- [Problem to solve]
Write out every line of the material as it stands, apart from the pictures.

- [Items]
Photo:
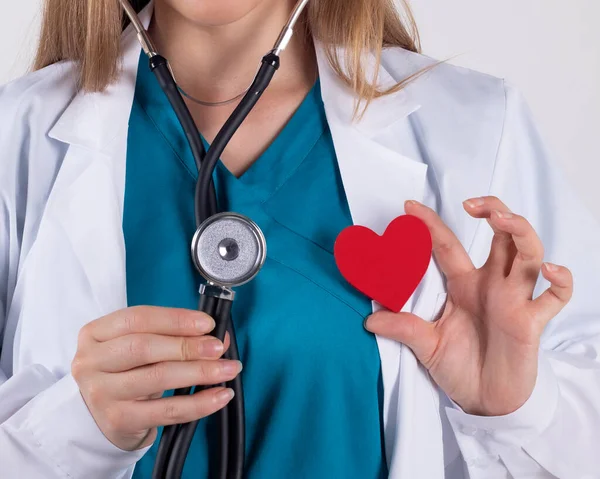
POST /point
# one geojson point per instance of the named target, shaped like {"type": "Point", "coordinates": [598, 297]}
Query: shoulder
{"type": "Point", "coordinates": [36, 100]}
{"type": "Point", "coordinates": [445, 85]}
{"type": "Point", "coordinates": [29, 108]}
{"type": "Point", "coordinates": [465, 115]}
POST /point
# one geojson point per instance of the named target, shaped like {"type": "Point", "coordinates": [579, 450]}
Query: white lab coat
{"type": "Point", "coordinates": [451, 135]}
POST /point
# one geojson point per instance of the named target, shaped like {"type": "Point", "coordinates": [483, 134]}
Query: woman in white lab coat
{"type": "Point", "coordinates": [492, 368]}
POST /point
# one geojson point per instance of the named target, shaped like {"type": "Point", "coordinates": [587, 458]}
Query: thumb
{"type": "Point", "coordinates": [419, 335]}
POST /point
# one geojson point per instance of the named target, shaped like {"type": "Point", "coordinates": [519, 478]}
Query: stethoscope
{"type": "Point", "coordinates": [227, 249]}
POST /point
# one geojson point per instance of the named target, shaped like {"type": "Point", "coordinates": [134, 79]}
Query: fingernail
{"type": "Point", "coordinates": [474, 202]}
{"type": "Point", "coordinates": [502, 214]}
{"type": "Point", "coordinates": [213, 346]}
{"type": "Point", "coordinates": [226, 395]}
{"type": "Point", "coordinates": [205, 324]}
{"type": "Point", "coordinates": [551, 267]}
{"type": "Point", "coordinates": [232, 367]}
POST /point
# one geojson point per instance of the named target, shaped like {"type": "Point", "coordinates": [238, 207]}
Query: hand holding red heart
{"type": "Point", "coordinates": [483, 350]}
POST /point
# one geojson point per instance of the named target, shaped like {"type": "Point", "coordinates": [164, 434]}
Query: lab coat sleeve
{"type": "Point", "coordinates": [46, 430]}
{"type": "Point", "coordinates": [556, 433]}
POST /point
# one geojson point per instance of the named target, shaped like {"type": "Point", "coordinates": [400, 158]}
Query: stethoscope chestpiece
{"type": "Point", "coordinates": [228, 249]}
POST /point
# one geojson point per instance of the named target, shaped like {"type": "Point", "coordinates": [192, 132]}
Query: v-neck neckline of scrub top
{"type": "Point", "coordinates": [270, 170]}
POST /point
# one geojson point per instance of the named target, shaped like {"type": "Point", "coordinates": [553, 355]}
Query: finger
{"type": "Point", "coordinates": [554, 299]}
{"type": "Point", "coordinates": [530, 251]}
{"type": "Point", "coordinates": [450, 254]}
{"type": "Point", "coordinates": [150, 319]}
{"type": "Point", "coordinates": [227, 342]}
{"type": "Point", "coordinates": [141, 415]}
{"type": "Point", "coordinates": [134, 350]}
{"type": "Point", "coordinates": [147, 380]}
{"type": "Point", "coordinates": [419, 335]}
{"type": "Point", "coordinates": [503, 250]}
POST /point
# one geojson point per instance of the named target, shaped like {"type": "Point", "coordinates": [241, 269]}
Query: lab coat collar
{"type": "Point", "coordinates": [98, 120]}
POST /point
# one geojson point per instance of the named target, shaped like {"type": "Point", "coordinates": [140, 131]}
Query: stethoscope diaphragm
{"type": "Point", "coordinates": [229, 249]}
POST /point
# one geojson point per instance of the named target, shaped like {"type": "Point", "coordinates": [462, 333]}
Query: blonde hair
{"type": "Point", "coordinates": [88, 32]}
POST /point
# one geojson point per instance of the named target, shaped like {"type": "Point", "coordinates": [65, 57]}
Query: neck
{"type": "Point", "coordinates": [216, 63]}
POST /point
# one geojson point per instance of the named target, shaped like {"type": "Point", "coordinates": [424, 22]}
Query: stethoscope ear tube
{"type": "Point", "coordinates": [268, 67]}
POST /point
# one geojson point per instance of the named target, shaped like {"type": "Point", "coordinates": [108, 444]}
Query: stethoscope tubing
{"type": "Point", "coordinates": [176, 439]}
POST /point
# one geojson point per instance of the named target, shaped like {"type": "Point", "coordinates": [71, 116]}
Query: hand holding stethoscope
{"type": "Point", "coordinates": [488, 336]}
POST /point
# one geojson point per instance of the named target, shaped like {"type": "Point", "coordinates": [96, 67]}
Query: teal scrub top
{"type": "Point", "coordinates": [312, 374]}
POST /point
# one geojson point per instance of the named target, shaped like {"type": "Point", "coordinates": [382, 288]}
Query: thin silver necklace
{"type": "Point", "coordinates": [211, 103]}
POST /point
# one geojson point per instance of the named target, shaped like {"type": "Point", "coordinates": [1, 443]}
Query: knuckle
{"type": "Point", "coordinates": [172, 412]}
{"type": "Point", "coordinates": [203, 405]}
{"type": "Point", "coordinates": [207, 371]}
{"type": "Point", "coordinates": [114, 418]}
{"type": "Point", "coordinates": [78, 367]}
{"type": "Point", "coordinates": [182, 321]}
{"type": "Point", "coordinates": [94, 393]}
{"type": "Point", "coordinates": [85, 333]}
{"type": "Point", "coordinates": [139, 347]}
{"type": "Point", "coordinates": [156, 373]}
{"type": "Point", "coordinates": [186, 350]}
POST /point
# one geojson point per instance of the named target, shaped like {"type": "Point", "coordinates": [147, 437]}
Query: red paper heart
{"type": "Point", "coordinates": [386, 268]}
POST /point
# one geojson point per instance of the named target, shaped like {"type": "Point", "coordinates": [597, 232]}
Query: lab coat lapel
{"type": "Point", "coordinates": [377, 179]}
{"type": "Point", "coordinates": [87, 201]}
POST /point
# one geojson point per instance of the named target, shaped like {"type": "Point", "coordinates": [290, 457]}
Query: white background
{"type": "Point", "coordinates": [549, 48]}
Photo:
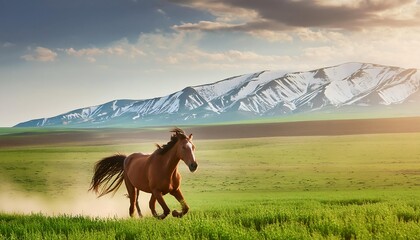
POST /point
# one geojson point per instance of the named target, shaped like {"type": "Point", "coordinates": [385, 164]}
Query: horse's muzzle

- [Output]
Photo:
POST /point
# one geojson point per instance of the named target, shaped like {"type": "Point", "coordinates": [598, 297]}
Query: shoulder
{"type": "Point", "coordinates": [36, 100]}
{"type": "Point", "coordinates": [445, 85]}
{"type": "Point", "coordinates": [29, 108]}
{"type": "Point", "coordinates": [465, 115]}
POST /point
# one geojson point per instance of the named target, shaped like {"type": "Point", "coordinates": [579, 450]}
Query: white lab coat
{"type": "Point", "coordinates": [451, 135]}
POST /point
# one geojson point per instance of the named target, shaped like {"type": "Point", "coordinates": [483, 134]}
Query: woman in white lab coat
{"type": "Point", "coordinates": [492, 368]}
POST /point
# one geojson point per instance of the named target, shaped like {"type": "Point", "coordinates": [587, 458]}
Query: thumb
{"type": "Point", "coordinates": [419, 335]}
POST /point
# one geojson point per instance of the named target, shaped like {"type": "Point", "coordinates": [519, 478]}
Query: stethoscope
{"type": "Point", "coordinates": [227, 249]}
POST /point
# one geojson point per instance of the named target, shaped like {"type": "Point", "coordinates": [134, 79]}
Query: fingernail
{"type": "Point", "coordinates": [474, 202]}
{"type": "Point", "coordinates": [502, 214]}
{"type": "Point", "coordinates": [213, 346]}
{"type": "Point", "coordinates": [226, 395]}
{"type": "Point", "coordinates": [205, 324]}
{"type": "Point", "coordinates": [551, 267]}
{"type": "Point", "coordinates": [232, 367]}
POST /point
# one geojson point per instance of the named target, shaped like {"type": "Point", "coordinates": [238, 207]}
Query: hand holding red heart
{"type": "Point", "coordinates": [483, 350]}
POST /point
# one geojson point per instance of the named target, shaped like {"type": "Point", "coordinates": [164, 434]}
Query: lab coat sleeve
{"type": "Point", "coordinates": [46, 430]}
{"type": "Point", "coordinates": [556, 433]}
POST /point
# one geojson point per instance of the named target, shaped like {"type": "Point", "coordinates": [400, 158]}
Query: stethoscope chestpiece
{"type": "Point", "coordinates": [228, 249]}
POST /point
# one geojson point per instance of the named target, shaped like {"type": "Point", "coordinates": [192, 132]}
Query: v-neck neckline of scrub top
{"type": "Point", "coordinates": [270, 170]}
POST /point
# one geojson point per instance of the named target, shaped like {"type": "Point", "coordinates": [553, 355]}
Query: finger
{"type": "Point", "coordinates": [554, 299]}
{"type": "Point", "coordinates": [530, 251]}
{"type": "Point", "coordinates": [450, 254]}
{"type": "Point", "coordinates": [150, 319]}
{"type": "Point", "coordinates": [227, 342]}
{"type": "Point", "coordinates": [141, 415]}
{"type": "Point", "coordinates": [134, 350]}
{"type": "Point", "coordinates": [147, 380]}
{"type": "Point", "coordinates": [419, 335]}
{"type": "Point", "coordinates": [503, 250]}
POST /point
# one geojson point per instance of the named target, shaped like {"type": "Point", "coordinates": [241, 269]}
Query: lab coat collar
{"type": "Point", "coordinates": [98, 120]}
POST /point
# one geojson point per instance of the named target, shaped like {"type": "Point", "coordinates": [140, 131]}
Query: stethoscope diaphragm
{"type": "Point", "coordinates": [229, 249]}
POST /point
# one geojson point per instance of the named target, shaped like {"type": "Point", "coordinates": [462, 333]}
Query: blonde hair
{"type": "Point", "coordinates": [88, 32]}
POST /point
# one geojson point per instance of the named target, shaped like {"type": "Point", "coordinates": [65, 57]}
Query: neck
{"type": "Point", "coordinates": [216, 63]}
POST /point
# one geojson point per instance of the named target, shaped like {"type": "Point", "coordinates": [424, 22]}
Query: stethoscope ear tube
{"type": "Point", "coordinates": [268, 67]}
POST /point
# one geojson point per instance of the named target, shaped like {"type": "Point", "coordinates": [108, 444]}
Query: stethoscope tubing
{"type": "Point", "coordinates": [176, 439]}
POST /point
# one geojson point per instance of the named target, shaped like {"type": "Point", "coordinates": [71, 116]}
Query: hand holding stethoscope
{"type": "Point", "coordinates": [488, 336]}
POST /point
# one geojson point per instance of the named target, shaped like {"type": "Point", "coordinates": [96, 67]}
Query: teal scrub top
{"type": "Point", "coordinates": [312, 374]}
POST /point
# one geojson point per instance of the named target, shaped like {"type": "Point", "coordinates": [382, 288]}
Query: thin silver necklace
{"type": "Point", "coordinates": [211, 103]}
POST /point
# one geojson point per instance of the named target, shaped like {"type": "Point", "coordinates": [1, 443]}
Query: knuckle
{"type": "Point", "coordinates": [172, 412]}
{"type": "Point", "coordinates": [203, 405]}
{"type": "Point", "coordinates": [207, 371]}
{"type": "Point", "coordinates": [114, 418]}
{"type": "Point", "coordinates": [78, 367]}
{"type": "Point", "coordinates": [182, 321]}
{"type": "Point", "coordinates": [94, 393]}
{"type": "Point", "coordinates": [85, 333]}
{"type": "Point", "coordinates": [139, 347]}
{"type": "Point", "coordinates": [156, 373]}
{"type": "Point", "coordinates": [186, 350]}
POST /point
# one geojson point per instance of the named target, shaped like {"type": "Point", "coordinates": [147, 437]}
Query: red paper heart
{"type": "Point", "coordinates": [386, 268]}
POST /point
# one geojson point per instance of the named target, shaped like {"type": "Point", "coordinates": [597, 232]}
Query: lab coat lapel
{"type": "Point", "coordinates": [377, 179]}
{"type": "Point", "coordinates": [87, 201]}
POST /point
# one geojson point per instance of the named target, shaped like {"type": "Point", "coordinates": [290, 457]}
Query: white background
{"type": "Point", "coordinates": [549, 48]}
Photo:
POST /point
# one geojson point per instance of the named target, shaped like {"type": "Point", "coordinates": [385, 164]}
Query: horse's muzzle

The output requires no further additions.